Business owners have a responsibility under the Health and Safety at Work Act 1974 to ensure the health, safety and welfare of employees. This includes taking steps and measures to minimise any exposure to sickness in the workplace.
1. Personal hygiene
It is important that all staff members practise good personal hygiene at work and at all other times. Hand hygiene is key in preventing the spread of viruses (such as Covid-19) and bacteria. Staff should always wash their hands properly by following the correct hand washing guidelines which should cover the following steps:
- Wet hands (preferably under running water)
- Soap hands
- Lather hands
- Wash hands (20 seconds of vigorous hand washing with warm water). Washing should include wrists, thumbs, under nails, fingers, palms and backs of hands.
- Rinse hands (preferably under running water)
- Dry. Wherever possible turn off tap with a paper towel. Thoroughly dry hands, preferably with a disposable towel.
Jewellery and false nails also need to be cleaned properly as these can also spread viruses and bacteria.
Staff should regularly check their hands for cuts and abrasions. These should always be covered with an appropriate dressing.
Staff should refrain from touching eyes, mouth or nose with their hands as these are entry points for infection.
Hand sanitisers are useful when additional rapid hand cleansing is needed. If alcohol based, these should contain a minimum of 60% alcohol.
“Hygiene experts, the NHS and Public Health England all agree that to kill most viruses, a hand sanitizer requires at least 60% alcohol content…”
2. Workplace cleaning
In addition to any cleaning carried out by a cleaning contractor or in-house cleaners, it is important that staff take responsibility for the cleaning of their workstations. Use of disinfectant wipes is recommended.
Frequent touch points are areas that numerous staff come into contact with, several times during the course of a working day (e.g. door handles/push plates, handrails, light switches, telephones, keyboards, appliance handles, kitchen work surfaces, sink taps, toilet flushes and printers). Staff should also be encouraged to clean these areas regularly to reduce the risk of cross contamination.
Both workstations and frequent touchpoints should also be cleaned as part of an organisation’s usual cleaning schedule.
3. Social distancing
Maintaining a minimum 2 metre social distancing policy at all times in the workplace is crucial in inhibiting the spread of Covid-19.
“The UK’s Scientific Advisory Group for Emergencies (SAGE) estimates that the risk of SARS-CoV-2 transmission at 1m could be 2-10 times higher than at 2m.”
Where this is not possible, mitigating actions should be taken. These can include configuring premises so that there is no face-to-face seating, using screens or barriers to separate employees and reducing the amount of people that any employee has contact with.
Social distancing applies at all times, including breaks and start and finish times (which businesses may wish to consider staggering). It also applies to an employee’s journey to and from work – businesses may wish to consider the use of different entrances and exits.
To help staff members comply with hygiene, cleaning and social distancing requirements, clear signage and guidance should be available. This will ensure that these key messages are regularly reinforced. Examples include hand washing guides, policies regarding capacity in communal areas and maintaining distance between themselves and others.
Businesses should also make sure that every staff member reads and understands the relevant risk assessments and what their responsibilities are to adhere to any requirements.

Exercises to complete:
a) In the workplace hygiene guidance, which law gives business owners responsibility for the health, safety and welfare of employees?
b) List every step of the correct hand washing guidelines given in the workplace hygiene guidance, in order.
c) From the workplace hygiene guidance, output the passage from "Where this is" up to and including "entrances and exits.".

Dataset excerpts:
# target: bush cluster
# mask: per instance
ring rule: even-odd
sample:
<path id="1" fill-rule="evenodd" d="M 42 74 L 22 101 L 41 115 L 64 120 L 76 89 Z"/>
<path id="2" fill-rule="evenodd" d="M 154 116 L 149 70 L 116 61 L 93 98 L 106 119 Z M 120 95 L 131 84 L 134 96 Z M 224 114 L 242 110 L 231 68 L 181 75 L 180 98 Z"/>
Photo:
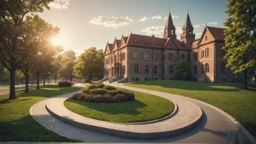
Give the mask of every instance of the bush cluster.
<path id="1" fill-rule="evenodd" d="M 69 82 L 69 81 L 60 81 L 57 84 L 58 87 L 71 87 L 72 85 L 73 85 L 74 84 L 72 82 Z"/>
<path id="2" fill-rule="evenodd" d="M 117 90 L 112 86 L 96 83 L 87 86 L 82 93 L 76 93 L 73 98 L 89 103 L 120 103 L 135 99 L 135 94 L 128 90 Z"/>

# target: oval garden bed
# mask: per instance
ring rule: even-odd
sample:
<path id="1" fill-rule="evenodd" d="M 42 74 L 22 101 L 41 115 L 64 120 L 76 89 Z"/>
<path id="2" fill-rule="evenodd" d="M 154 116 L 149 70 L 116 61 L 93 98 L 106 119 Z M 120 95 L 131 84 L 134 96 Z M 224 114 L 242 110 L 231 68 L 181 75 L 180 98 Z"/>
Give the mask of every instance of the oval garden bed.
<path id="1" fill-rule="evenodd" d="M 159 119 L 169 115 L 175 109 L 174 103 L 167 99 L 136 91 L 128 92 L 135 94 L 134 100 L 107 103 L 84 102 L 71 97 L 65 101 L 64 105 L 70 111 L 86 117 L 122 123 Z"/>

Solutions below:
a) The Health and Safety at Work Act 1974.

b) Wet hands, soap hands, lather hands, wash hands, rinse hands, dry.

c)
Where this is not possible, mitigating actions should be taken. These can include configuring premises so that there is no face-to-face seating, using screens or barriers to separate employees and reducing the amount of people that any employee has contact with.
Social distancing applies at all times, including breaks and start and finish times (which businesses may wish to consider staggering). It also applies to an employee’s journey to and from work – businesses may wish to consider the use of different entrances and exits.